● **CHALLENGE**:
Please copy the records between the line holding "Draw the outline of every instance of the cabin" and the line holding "[[[492,374],[492,388],[494,391],[504,391],[504,374],[502,373]]]", inclusive, exactly as they appear.
-- Begin SUPPLIED RECORDS --
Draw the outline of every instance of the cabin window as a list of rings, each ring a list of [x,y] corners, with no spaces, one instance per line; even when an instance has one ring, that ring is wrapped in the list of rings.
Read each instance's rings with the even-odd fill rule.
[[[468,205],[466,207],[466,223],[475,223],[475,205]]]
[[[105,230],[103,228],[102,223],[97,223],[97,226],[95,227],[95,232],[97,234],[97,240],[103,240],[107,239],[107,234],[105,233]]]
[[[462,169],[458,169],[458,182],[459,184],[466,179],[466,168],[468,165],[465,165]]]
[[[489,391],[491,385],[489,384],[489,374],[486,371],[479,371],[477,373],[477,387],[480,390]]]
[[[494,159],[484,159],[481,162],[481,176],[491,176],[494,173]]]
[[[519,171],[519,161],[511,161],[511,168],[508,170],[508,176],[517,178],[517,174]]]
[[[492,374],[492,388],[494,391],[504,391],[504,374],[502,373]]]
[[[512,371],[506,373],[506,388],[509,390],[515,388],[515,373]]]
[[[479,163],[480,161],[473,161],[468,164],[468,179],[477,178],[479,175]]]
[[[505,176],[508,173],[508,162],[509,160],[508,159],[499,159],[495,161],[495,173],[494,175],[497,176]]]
-- End SUPPLIED RECORDS --
-- Begin SUPPLIED RECORDS --
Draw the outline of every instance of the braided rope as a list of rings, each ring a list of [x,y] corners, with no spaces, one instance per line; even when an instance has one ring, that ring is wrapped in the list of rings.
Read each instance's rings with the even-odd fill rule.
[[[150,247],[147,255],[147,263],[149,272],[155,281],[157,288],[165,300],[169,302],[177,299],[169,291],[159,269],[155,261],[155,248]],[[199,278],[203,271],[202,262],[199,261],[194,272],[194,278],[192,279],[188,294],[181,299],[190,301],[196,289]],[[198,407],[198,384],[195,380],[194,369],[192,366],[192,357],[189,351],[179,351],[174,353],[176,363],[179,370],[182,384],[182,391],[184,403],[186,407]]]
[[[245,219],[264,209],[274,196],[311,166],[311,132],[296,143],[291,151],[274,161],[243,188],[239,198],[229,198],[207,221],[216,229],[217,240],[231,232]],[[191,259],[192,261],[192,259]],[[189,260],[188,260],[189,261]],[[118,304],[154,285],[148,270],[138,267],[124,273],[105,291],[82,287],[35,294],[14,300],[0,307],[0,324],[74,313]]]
-- End SUPPLIED RECORDS --
● **TASK ANSWER**:
Draw the outline of every instance of the cabin window as a list of rings, each ring a list of [x,y] corners, with no spaces, one instance per line; even when an instance has one ring, that ring is wrapped in the list of rings.
Read each instance's rings with the even-odd fill rule.
[[[468,205],[466,207],[466,223],[475,223],[475,205]]]
[[[105,230],[103,228],[102,223],[97,223],[97,226],[95,227],[95,232],[97,234],[97,240],[103,240],[107,239],[107,234],[105,233]]]
[[[462,169],[458,169],[458,182],[459,184],[466,179],[466,168],[468,165],[465,165]]]
[[[489,391],[491,385],[489,384],[489,374],[486,371],[479,371],[477,373],[477,387],[480,390]]]
[[[494,159],[484,159],[481,162],[481,176],[491,176],[494,173]]]
[[[519,171],[519,161],[511,161],[511,168],[508,170],[508,176],[517,178],[517,174]]]
[[[492,374],[492,388],[494,391],[504,391],[504,374],[502,373]]]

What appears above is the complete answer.